━━━ Data for this exercise
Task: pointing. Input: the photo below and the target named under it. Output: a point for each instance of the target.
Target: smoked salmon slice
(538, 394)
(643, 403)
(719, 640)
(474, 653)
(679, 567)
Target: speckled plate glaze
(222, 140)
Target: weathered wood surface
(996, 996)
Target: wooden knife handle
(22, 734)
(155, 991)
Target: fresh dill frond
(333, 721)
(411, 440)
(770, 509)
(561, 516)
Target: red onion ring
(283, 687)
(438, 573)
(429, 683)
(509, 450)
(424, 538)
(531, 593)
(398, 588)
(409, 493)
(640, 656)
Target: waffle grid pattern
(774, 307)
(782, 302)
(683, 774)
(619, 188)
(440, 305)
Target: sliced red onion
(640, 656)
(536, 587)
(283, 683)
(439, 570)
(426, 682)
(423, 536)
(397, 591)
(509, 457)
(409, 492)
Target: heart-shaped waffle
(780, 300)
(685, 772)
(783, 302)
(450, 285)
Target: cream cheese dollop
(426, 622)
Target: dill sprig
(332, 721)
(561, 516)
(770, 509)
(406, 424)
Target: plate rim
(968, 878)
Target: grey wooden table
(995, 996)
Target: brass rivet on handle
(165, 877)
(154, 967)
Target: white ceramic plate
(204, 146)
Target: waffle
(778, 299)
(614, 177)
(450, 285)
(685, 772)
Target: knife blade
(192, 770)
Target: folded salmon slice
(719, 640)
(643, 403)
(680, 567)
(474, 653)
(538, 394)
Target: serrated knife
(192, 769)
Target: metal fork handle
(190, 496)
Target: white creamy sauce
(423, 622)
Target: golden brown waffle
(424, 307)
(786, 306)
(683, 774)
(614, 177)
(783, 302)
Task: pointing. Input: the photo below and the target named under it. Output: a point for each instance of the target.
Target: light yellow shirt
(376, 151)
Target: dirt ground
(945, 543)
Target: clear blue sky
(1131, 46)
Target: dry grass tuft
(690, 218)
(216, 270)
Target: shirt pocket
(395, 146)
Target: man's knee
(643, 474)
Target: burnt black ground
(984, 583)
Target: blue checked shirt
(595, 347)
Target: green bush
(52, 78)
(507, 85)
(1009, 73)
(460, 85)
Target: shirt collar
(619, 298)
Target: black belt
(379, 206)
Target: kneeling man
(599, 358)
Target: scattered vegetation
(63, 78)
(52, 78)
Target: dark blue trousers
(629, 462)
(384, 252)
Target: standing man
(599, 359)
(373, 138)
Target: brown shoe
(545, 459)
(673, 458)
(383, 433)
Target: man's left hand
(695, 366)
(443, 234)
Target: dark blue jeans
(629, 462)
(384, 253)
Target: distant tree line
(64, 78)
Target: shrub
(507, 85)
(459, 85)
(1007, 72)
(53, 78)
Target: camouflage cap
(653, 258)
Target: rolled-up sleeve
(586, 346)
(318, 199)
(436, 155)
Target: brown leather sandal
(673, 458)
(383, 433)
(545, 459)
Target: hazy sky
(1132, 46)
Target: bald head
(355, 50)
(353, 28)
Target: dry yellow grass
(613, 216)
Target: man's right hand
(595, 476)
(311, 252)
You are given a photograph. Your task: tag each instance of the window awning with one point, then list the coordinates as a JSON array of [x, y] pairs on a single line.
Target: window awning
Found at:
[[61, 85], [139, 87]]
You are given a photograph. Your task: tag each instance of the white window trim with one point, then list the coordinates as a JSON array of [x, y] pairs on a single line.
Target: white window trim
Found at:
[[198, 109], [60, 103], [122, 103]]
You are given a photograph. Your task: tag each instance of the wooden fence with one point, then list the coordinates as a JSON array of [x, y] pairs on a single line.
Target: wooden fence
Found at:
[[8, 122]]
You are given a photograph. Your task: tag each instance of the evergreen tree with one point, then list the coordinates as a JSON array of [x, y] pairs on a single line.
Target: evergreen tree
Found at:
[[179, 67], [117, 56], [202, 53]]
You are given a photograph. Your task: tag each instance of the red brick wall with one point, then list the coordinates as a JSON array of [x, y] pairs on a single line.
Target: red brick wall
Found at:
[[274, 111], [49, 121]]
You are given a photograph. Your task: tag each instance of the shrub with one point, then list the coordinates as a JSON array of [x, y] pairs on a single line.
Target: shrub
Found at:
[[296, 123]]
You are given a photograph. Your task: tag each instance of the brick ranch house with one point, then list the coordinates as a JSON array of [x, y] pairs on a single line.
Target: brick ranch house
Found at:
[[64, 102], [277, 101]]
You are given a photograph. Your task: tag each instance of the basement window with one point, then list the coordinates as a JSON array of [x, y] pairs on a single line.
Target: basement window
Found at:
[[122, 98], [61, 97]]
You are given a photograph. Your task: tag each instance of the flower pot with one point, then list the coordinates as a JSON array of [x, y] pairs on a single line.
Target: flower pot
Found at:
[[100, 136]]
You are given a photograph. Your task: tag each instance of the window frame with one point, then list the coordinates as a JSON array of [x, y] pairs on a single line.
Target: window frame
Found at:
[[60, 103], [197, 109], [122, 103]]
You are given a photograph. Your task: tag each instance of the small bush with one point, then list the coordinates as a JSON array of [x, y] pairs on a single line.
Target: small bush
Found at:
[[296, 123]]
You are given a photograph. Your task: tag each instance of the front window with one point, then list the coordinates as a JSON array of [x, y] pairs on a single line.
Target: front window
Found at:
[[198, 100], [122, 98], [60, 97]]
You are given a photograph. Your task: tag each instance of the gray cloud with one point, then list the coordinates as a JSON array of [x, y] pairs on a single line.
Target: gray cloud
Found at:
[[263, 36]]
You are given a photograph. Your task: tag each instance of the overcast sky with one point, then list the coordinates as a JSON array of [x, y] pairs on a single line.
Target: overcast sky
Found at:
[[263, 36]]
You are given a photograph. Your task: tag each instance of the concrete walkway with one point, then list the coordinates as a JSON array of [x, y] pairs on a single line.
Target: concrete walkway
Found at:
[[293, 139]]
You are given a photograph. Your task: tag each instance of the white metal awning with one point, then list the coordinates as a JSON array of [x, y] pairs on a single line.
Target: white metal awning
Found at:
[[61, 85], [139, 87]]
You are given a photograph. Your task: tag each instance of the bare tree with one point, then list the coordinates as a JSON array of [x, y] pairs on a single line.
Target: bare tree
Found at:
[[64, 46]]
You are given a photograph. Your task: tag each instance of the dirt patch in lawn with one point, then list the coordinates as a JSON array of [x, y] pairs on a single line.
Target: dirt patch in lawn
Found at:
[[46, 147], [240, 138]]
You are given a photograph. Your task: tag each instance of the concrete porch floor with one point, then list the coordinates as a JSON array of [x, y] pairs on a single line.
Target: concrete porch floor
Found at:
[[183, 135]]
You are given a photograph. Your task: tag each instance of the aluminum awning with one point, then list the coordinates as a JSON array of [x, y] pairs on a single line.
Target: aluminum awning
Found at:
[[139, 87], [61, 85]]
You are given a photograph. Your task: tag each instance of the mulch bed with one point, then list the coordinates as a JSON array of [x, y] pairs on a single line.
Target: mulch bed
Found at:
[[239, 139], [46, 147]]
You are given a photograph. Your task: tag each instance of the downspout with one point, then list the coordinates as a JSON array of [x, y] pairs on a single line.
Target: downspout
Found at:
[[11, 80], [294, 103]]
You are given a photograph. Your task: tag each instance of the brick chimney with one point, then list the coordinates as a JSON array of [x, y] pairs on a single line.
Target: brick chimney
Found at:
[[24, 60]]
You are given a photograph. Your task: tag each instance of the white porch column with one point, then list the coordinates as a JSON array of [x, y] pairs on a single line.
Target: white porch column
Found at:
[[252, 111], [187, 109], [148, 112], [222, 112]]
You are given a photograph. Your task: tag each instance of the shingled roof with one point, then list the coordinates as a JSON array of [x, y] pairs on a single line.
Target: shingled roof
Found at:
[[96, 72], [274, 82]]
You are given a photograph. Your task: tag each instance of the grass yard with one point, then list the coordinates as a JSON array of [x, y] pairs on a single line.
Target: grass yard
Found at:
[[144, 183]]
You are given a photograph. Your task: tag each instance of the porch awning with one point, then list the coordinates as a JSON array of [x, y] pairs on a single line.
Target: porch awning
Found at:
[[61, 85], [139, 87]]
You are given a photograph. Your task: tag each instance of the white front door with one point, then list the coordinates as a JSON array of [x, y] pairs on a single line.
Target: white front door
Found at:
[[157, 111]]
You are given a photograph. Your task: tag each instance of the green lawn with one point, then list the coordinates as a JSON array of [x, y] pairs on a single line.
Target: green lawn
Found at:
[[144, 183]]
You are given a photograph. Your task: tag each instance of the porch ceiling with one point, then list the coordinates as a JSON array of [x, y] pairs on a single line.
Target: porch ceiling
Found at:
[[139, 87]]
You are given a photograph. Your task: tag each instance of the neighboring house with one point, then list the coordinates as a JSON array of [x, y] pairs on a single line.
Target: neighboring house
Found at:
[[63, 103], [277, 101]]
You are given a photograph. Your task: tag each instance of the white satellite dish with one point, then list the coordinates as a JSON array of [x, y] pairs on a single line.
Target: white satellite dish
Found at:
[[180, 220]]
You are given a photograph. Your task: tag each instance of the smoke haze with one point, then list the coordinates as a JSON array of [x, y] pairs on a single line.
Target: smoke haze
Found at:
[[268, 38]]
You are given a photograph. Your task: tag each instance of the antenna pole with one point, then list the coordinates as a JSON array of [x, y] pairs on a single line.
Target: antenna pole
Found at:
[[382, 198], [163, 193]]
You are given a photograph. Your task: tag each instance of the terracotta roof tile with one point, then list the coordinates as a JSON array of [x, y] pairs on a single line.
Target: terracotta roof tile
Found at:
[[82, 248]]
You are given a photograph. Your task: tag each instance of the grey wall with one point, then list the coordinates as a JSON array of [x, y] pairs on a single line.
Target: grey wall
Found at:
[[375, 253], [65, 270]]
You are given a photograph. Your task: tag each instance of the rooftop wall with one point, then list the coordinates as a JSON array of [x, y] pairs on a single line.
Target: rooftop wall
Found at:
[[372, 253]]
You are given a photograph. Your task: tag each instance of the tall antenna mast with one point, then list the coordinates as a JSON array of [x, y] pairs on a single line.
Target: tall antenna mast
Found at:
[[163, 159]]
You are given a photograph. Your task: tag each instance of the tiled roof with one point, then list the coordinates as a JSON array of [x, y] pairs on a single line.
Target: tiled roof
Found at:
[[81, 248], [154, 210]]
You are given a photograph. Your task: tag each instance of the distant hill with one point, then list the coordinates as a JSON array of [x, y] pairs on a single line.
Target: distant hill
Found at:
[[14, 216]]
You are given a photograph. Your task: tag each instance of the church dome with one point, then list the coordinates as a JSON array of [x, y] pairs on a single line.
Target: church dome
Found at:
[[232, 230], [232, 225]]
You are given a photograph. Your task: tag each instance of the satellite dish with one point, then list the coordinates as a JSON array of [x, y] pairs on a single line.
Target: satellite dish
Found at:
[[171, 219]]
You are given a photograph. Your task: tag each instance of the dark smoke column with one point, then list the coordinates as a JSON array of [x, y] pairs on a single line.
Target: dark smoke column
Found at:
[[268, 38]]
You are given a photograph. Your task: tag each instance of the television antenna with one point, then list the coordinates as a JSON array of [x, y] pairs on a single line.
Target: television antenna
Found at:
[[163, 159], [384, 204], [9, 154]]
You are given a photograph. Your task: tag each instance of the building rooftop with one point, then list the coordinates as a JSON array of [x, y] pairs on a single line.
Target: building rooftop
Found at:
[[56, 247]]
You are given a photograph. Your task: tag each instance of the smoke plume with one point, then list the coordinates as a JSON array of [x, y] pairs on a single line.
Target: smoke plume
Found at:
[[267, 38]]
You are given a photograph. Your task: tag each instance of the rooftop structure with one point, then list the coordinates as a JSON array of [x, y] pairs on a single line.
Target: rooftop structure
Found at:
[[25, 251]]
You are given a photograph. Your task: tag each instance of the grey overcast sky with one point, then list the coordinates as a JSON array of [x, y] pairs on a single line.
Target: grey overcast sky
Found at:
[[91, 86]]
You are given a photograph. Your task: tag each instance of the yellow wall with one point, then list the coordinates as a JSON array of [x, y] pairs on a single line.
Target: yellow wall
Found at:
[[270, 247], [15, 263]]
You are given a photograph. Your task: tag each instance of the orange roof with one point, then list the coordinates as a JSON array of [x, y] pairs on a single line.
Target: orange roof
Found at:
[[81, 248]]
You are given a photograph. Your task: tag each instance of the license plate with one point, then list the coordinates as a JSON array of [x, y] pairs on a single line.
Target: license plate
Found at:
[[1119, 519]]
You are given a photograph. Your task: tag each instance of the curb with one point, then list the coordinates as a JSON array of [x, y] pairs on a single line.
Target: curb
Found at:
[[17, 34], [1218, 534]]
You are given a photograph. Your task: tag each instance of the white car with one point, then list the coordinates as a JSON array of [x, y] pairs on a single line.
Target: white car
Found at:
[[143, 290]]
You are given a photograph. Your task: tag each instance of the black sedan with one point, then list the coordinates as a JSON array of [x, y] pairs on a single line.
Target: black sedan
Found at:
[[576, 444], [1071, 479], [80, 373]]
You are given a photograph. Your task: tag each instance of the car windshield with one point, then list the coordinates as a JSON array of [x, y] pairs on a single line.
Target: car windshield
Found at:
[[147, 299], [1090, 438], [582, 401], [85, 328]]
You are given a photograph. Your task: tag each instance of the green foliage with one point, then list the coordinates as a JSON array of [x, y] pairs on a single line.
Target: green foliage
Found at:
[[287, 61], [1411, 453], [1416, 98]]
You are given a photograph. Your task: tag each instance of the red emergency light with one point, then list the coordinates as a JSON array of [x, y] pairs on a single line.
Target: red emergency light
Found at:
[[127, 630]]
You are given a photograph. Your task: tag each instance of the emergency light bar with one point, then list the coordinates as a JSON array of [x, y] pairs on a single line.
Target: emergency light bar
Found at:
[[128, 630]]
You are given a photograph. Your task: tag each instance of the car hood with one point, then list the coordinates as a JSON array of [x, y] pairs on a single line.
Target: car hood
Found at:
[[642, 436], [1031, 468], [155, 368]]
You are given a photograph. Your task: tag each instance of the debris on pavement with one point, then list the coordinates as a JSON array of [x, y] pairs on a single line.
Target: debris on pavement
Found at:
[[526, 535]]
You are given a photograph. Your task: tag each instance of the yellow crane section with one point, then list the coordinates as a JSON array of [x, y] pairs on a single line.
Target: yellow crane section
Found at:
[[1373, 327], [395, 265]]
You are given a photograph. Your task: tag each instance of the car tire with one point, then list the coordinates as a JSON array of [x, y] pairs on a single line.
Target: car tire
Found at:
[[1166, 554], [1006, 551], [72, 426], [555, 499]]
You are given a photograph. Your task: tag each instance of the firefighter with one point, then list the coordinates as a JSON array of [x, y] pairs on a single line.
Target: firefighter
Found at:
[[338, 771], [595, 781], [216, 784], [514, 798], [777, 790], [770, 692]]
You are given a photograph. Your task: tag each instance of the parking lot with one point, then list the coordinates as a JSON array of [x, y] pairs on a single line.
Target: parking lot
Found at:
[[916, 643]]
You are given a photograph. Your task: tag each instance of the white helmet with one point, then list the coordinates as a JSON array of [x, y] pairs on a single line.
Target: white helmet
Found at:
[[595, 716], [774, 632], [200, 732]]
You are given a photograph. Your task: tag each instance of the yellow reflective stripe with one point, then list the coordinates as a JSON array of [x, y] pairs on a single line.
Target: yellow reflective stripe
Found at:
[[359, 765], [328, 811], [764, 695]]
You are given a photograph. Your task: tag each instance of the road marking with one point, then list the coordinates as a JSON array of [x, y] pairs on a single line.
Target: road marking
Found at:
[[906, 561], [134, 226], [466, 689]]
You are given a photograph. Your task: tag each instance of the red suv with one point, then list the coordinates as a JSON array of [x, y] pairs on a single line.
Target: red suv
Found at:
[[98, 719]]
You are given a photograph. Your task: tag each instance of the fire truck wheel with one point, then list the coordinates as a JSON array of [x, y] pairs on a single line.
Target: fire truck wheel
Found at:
━━━━━━
▶ Work to complete: In the listing above, find each line with the word "terracotta" and copy it.

▶ Expected answer:
You are given a photograph. Your task: tag each instance of the terracotta roof tile with one point, then list the coordinates as a JSON array of [x, y] pairs on a single line.
Target: terracotta roof tile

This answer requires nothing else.